Aim of the task => Tally how many lines in the items below contain the string "photograph", treating uppercase and lowercase as different, and reply with the count alone.

Supplied entries =>
--- START ---
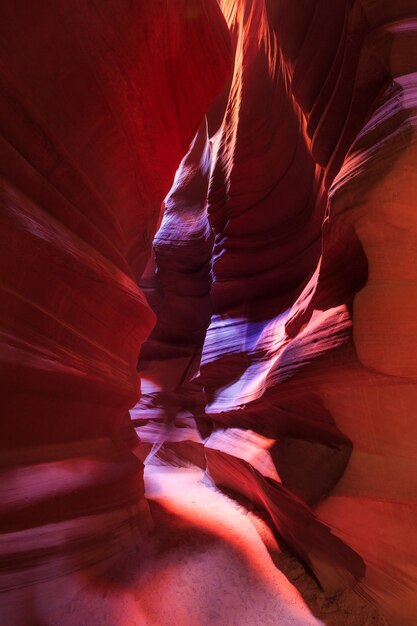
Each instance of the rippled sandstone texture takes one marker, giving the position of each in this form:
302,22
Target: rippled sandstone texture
283,280
307,371
98,104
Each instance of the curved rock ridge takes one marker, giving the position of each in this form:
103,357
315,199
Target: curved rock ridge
98,103
307,364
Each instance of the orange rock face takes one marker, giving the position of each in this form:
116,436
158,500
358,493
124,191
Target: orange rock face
98,104
308,363
281,283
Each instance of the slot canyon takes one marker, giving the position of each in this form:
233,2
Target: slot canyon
208,312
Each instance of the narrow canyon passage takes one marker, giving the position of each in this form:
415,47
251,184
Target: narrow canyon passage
208,304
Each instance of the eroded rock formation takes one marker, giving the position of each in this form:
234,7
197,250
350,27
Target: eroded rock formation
309,383
99,101
282,278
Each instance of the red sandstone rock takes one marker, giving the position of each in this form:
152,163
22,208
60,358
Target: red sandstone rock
98,103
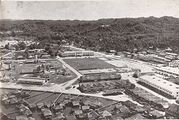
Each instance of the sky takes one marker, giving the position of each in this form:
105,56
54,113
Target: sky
87,10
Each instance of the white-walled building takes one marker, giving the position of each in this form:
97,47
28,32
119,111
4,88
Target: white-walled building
168,71
160,84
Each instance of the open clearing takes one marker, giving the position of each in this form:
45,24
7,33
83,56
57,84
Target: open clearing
88,63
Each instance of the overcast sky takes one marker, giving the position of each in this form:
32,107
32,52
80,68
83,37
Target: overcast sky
91,10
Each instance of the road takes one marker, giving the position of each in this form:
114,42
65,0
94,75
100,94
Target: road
61,87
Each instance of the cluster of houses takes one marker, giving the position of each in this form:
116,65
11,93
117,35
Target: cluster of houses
144,97
102,86
69,107
157,56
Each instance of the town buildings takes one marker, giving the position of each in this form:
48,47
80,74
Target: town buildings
162,86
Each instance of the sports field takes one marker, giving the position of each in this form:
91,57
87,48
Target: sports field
88,63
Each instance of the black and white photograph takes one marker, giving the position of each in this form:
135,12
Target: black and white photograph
89,60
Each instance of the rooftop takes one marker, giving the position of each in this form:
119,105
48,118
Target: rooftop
170,69
161,83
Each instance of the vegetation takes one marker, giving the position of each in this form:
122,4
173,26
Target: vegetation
101,35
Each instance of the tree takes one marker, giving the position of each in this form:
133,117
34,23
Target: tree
21,45
7,46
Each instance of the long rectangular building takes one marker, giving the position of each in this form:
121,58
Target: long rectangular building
162,86
169,71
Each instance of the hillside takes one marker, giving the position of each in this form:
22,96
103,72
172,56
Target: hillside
104,34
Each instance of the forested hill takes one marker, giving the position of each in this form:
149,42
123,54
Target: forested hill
104,34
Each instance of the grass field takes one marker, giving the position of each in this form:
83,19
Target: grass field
47,97
88,63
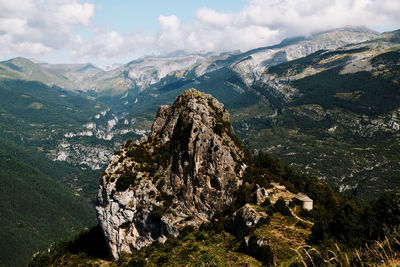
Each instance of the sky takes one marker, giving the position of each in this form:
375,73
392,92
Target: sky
104,32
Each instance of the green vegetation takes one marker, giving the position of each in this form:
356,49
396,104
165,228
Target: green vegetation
41,201
36,209
126,180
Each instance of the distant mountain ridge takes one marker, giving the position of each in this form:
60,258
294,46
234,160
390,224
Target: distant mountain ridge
144,72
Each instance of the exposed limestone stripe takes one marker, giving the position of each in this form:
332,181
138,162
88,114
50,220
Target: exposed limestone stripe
186,171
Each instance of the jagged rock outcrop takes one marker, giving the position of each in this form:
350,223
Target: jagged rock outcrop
245,218
181,175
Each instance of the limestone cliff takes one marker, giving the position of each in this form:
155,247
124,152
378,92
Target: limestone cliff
185,172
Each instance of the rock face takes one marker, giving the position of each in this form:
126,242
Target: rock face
185,172
245,218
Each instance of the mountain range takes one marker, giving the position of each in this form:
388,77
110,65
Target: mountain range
326,104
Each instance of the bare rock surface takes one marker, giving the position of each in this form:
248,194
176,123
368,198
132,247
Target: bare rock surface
181,175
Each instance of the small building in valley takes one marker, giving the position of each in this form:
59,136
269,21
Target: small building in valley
305,202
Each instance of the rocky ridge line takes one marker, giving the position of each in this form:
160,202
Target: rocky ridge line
184,173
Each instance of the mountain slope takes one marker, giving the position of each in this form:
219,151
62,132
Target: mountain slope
190,194
36,209
334,105
41,201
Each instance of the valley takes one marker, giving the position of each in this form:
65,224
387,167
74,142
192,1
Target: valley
327,105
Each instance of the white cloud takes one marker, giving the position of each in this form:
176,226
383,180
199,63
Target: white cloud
38,26
260,23
34,27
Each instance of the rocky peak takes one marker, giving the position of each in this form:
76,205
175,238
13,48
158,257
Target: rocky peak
187,170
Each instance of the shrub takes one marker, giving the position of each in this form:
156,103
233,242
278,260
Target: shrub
280,206
125,181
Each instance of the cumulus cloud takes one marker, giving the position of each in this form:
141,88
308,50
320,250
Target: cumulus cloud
260,23
39,26
33,27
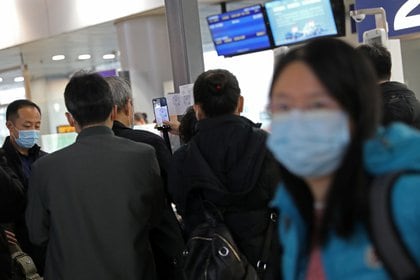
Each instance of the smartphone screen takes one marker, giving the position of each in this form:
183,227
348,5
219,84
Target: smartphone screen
160,108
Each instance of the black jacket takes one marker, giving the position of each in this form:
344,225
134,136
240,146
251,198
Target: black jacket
400,104
15,164
11,206
235,151
166,237
94,203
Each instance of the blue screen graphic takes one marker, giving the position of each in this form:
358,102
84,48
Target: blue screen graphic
239,31
294,21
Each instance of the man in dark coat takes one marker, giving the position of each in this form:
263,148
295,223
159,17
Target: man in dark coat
95,201
12,202
399,102
23,119
166,238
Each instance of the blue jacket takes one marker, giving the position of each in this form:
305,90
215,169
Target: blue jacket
394,148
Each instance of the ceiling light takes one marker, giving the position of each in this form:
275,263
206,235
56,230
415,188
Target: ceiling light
84,56
108,56
58,57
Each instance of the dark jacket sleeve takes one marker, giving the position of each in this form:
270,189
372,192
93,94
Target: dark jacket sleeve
12,198
36,214
165,236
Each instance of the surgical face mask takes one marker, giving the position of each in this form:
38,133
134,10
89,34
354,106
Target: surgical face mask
27,138
310,143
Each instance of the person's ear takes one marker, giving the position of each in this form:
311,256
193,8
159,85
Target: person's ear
114,112
70,119
127,107
240,106
199,114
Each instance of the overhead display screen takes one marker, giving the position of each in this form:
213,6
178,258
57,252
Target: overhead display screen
294,21
239,31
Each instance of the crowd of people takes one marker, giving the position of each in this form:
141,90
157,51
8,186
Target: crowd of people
102,208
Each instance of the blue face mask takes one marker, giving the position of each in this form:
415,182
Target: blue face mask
27,138
310,143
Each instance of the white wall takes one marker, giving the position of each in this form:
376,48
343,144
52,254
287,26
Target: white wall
49,96
22,21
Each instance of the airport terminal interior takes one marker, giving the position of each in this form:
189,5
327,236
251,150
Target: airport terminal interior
38,55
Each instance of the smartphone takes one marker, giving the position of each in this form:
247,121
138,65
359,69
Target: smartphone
375,36
160,108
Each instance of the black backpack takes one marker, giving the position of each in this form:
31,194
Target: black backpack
212,254
385,236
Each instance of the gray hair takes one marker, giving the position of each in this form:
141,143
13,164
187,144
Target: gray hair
121,91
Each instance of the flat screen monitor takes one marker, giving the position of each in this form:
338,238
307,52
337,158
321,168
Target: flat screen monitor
295,21
240,31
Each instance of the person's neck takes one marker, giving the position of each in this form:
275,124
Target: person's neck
319,187
107,123
23,151
122,119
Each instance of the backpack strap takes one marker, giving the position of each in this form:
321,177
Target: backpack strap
388,244
262,263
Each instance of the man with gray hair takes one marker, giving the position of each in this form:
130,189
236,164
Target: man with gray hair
166,237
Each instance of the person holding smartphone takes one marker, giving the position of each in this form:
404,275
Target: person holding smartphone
234,149
166,238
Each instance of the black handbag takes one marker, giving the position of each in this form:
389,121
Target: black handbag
212,254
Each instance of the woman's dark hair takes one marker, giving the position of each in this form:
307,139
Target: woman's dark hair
188,125
350,80
88,98
217,92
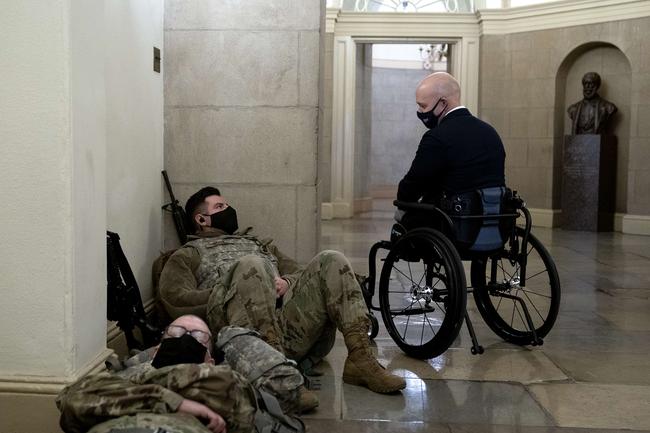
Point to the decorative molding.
(543, 16)
(342, 210)
(343, 123)
(422, 27)
(330, 19)
(326, 211)
(559, 14)
(397, 64)
(618, 222)
(545, 217)
(362, 204)
(50, 385)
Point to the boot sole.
(353, 380)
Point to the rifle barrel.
(169, 186)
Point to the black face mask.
(181, 350)
(225, 220)
(429, 119)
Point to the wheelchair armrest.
(426, 207)
(410, 205)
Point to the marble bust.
(590, 115)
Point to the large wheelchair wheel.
(422, 293)
(496, 284)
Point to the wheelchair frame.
(517, 253)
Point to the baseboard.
(635, 224)
(115, 338)
(545, 217)
(28, 413)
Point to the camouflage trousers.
(170, 423)
(325, 297)
(133, 402)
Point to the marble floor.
(591, 375)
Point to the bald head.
(439, 86)
(193, 323)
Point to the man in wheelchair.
(459, 164)
(233, 277)
(453, 206)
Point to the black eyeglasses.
(176, 331)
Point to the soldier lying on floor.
(234, 278)
(176, 388)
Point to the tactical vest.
(219, 254)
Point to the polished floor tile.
(596, 405)
(604, 367)
(591, 375)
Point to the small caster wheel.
(374, 327)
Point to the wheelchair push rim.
(422, 293)
(496, 280)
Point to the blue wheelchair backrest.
(474, 228)
(489, 236)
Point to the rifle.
(177, 211)
(124, 303)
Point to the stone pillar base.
(589, 182)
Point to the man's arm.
(95, 399)
(425, 169)
(179, 292)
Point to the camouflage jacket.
(141, 389)
(182, 290)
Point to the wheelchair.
(422, 286)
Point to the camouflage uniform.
(229, 280)
(143, 396)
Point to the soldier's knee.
(251, 261)
(332, 257)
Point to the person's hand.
(281, 286)
(215, 423)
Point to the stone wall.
(241, 111)
(325, 125)
(396, 130)
(523, 95)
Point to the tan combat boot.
(361, 367)
(307, 400)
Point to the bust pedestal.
(589, 182)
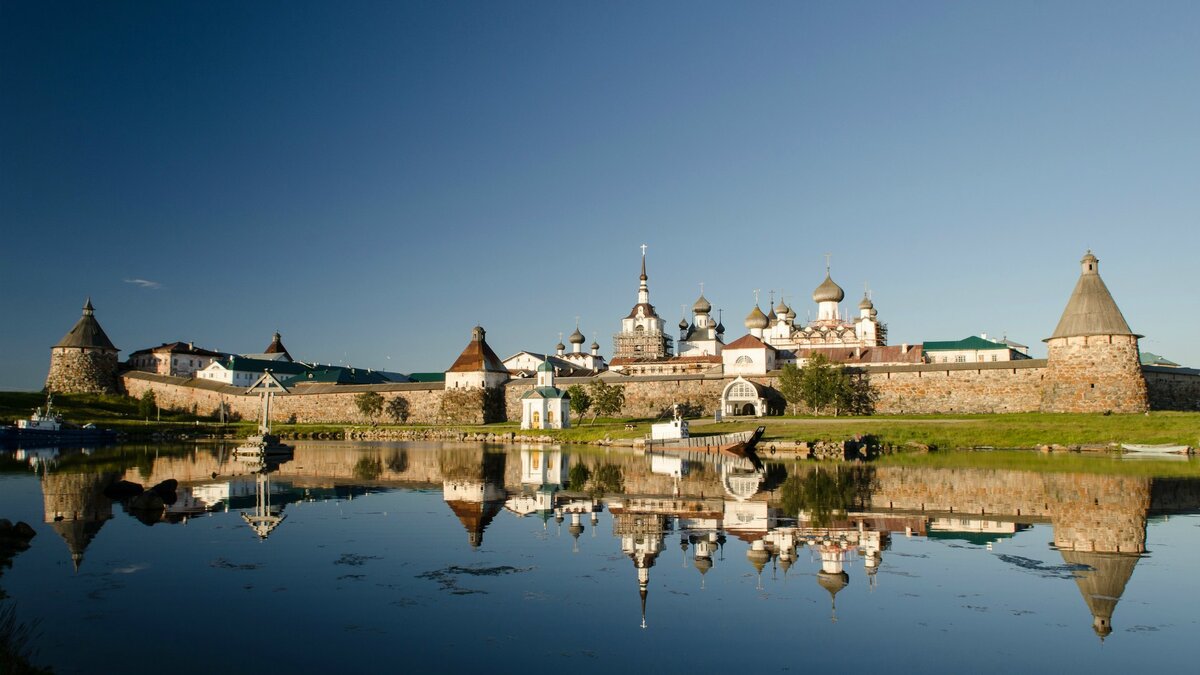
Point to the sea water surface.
(463, 557)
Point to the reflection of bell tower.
(267, 518)
(641, 539)
(833, 577)
(76, 507)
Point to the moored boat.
(1157, 449)
(47, 426)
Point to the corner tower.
(1092, 356)
(84, 360)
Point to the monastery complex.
(1093, 364)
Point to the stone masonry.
(1095, 374)
(75, 370)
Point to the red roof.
(477, 357)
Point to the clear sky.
(372, 179)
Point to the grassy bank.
(1017, 430)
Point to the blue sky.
(373, 180)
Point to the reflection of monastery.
(702, 503)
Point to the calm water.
(502, 559)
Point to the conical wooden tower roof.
(1091, 309)
(87, 333)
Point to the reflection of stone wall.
(1089, 512)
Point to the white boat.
(1157, 449)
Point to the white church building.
(545, 406)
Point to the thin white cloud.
(144, 282)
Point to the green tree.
(606, 399)
(397, 410)
(147, 404)
(370, 404)
(791, 386)
(577, 477)
(580, 400)
(856, 394)
(819, 383)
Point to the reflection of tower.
(870, 544)
(759, 557)
(575, 530)
(76, 507)
(641, 539)
(1103, 585)
(833, 577)
(473, 488)
(265, 518)
(703, 545)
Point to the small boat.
(1159, 449)
(47, 425)
(738, 443)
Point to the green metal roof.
(427, 376)
(1149, 358)
(545, 393)
(966, 344)
(259, 365)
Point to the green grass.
(1056, 463)
(1015, 430)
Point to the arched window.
(743, 390)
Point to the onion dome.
(828, 292)
(833, 581)
(759, 557)
(756, 318)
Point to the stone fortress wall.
(912, 389)
(82, 370)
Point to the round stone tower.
(84, 360)
(1092, 362)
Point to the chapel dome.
(828, 292)
(756, 318)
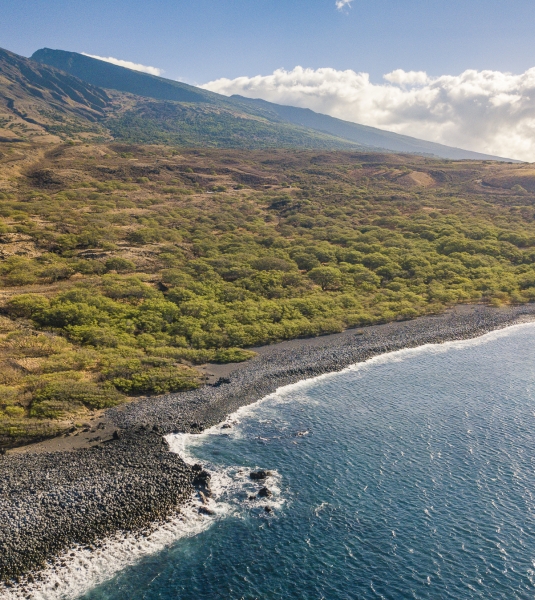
--- END ---
Answer to this exercise => 2